## Task goal
Reproduce all entries precisely, down to the last character.

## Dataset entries

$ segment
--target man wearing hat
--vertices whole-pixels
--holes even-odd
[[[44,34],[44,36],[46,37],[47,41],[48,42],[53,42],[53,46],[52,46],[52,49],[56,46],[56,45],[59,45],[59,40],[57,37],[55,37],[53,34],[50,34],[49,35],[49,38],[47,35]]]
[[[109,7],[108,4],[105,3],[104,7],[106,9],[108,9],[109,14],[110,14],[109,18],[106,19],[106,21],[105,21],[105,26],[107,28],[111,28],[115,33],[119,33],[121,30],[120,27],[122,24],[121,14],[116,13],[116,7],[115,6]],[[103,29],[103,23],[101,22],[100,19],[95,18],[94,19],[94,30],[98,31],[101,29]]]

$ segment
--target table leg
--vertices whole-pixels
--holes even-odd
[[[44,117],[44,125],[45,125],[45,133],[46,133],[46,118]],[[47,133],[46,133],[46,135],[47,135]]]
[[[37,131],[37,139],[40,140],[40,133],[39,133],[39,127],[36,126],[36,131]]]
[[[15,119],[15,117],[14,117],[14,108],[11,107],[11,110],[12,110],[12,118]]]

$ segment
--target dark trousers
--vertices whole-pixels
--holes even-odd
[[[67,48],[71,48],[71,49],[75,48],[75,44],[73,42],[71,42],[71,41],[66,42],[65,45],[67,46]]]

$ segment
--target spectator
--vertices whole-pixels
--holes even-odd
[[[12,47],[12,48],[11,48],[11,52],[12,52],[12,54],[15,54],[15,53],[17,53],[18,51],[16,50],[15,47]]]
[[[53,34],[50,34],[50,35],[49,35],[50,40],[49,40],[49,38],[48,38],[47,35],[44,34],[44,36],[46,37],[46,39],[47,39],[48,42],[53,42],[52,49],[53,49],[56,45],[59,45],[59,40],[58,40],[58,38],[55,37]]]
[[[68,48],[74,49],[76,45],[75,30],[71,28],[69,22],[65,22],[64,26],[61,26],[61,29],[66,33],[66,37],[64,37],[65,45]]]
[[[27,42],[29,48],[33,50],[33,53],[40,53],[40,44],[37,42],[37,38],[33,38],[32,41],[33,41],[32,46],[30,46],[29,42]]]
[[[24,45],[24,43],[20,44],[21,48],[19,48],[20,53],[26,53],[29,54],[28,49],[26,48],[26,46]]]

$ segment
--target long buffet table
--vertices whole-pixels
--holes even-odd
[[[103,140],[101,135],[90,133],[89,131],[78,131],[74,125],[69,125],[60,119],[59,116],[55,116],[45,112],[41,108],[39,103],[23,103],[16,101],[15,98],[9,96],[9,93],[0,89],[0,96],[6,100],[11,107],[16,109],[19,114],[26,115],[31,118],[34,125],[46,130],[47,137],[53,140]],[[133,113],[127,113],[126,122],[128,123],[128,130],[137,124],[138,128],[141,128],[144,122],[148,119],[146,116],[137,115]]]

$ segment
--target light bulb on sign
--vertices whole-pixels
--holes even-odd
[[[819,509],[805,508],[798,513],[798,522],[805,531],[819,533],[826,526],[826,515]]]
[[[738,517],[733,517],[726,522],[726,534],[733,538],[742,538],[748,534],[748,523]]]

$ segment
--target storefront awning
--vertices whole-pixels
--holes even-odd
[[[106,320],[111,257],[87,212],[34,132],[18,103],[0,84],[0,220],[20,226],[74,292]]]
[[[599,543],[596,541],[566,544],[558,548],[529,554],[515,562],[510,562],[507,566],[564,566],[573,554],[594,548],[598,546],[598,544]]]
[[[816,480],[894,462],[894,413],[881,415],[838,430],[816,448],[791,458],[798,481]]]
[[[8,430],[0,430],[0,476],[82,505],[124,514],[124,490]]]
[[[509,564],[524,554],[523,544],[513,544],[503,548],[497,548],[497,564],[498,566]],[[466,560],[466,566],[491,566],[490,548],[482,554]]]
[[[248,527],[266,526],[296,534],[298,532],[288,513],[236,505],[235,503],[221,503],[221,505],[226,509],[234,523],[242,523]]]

## Response to this exercise
$ segment
--target man wearing hat
--vertices whole-pixels
--holes even-odd
[[[44,34],[44,36],[46,37],[47,41],[48,42],[53,42],[53,46],[52,46],[52,49],[56,46],[56,45],[59,45],[59,40],[57,37],[55,37],[53,34],[50,34],[49,35],[49,38],[47,35]]]
[[[109,7],[108,4],[105,3],[104,7],[106,9],[108,9],[109,14],[110,14],[109,18],[106,19],[106,21],[105,21],[105,26],[107,28],[111,28],[115,33],[119,33],[121,30],[120,27],[122,24],[121,14],[116,13],[116,7],[115,6]],[[103,29],[103,23],[101,22],[100,19],[95,18],[94,19],[94,30],[98,31],[101,29]]]

$ segment
--target table leg
--vertices whole-pixels
--holes even-odd
[[[44,117],[44,125],[45,125],[45,133],[46,133],[46,118]],[[47,133],[46,133],[46,135],[47,135]]]
[[[37,131],[37,139],[40,140],[40,133],[39,133],[39,127],[36,126],[36,131]]]
[[[15,119],[15,117],[14,117],[14,108],[11,107],[11,110],[12,110],[12,118]]]

$ segment
--target dark trousers
--vertices whole-pixels
--holes even-odd
[[[67,48],[71,48],[71,49],[75,48],[75,44],[73,42],[71,42],[71,41],[66,42],[65,45],[67,46]]]

$ segment
--target spectator
--vertices whole-pixels
--holes even-odd
[[[12,47],[12,48],[11,48],[11,52],[12,52],[12,54],[15,54],[15,53],[17,53],[18,51],[16,50],[15,47]]]
[[[53,34],[50,34],[50,35],[49,35],[50,40],[49,40],[49,38],[48,38],[47,35],[44,34],[44,36],[46,37],[46,39],[47,39],[48,42],[53,42],[52,49],[53,49],[56,45],[59,45],[59,40],[58,40],[58,38],[55,37]]]
[[[68,48],[74,49],[76,45],[75,30],[71,28],[69,22],[65,22],[64,26],[61,26],[61,29],[66,33],[66,37],[64,37],[65,45]]]
[[[27,42],[29,48],[33,50],[33,53],[40,53],[40,44],[37,42],[37,38],[33,38],[32,41],[33,41],[32,46],[30,46],[29,42]]]
[[[24,45],[24,43],[20,44],[21,48],[19,48],[20,53],[26,53],[29,54],[28,49],[26,48],[26,46]]]

$ segment
--target long buffet table
--vertices whole-pixels
--holes even-odd
[[[103,140],[101,135],[90,133],[89,131],[78,131],[74,125],[69,125],[60,119],[59,116],[55,116],[45,112],[41,108],[39,103],[23,103],[16,101],[15,98],[9,96],[9,93],[0,89],[0,96],[6,100],[11,107],[16,109],[19,114],[26,115],[31,118],[34,125],[46,130],[47,137],[53,140]],[[133,113],[127,113],[126,122],[128,123],[128,130],[137,124],[138,128],[141,128],[144,122],[148,119],[146,116],[137,115]]]

$ segment
--target light bulb on sign
--vertices whole-pixels
--holes even-odd
[[[819,509],[805,508],[798,513],[798,522],[805,531],[819,533],[826,526],[826,515]]]
[[[738,517],[733,517],[726,522],[726,534],[733,538],[742,538],[748,534],[748,523]]]

$ segment
--target storefront awning
--vertices whole-pixels
--holes even-odd
[[[106,320],[111,257],[87,212],[34,132],[18,103],[0,84],[0,220],[20,226],[74,292]]]
[[[599,543],[596,541],[566,544],[558,548],[529,554],[515,562],[510,562],[507,566],[564,566],[573,554],[594,548],[598,546],[598,544]]]
[[[816,480],[894,462],[894,413],[881,415],[838,430],[816,448],[791,458],[798,481]]]
[[[8,430],[0,430],[0,476],[82,505],[124,514],[124,490]]]
[[[509,564],[524,554],[523,544],[513,544],[503,548],[497,548],[497,564],[498,566]],[[466,560],[466,566],[491,566],[490,548],[482,554]]]
[[[248,527],[266,526],[296,534],[298,532],[288,513],[236,505],[235,503],[221,503],[221,505],[226,509],[234,523],[242,523]]]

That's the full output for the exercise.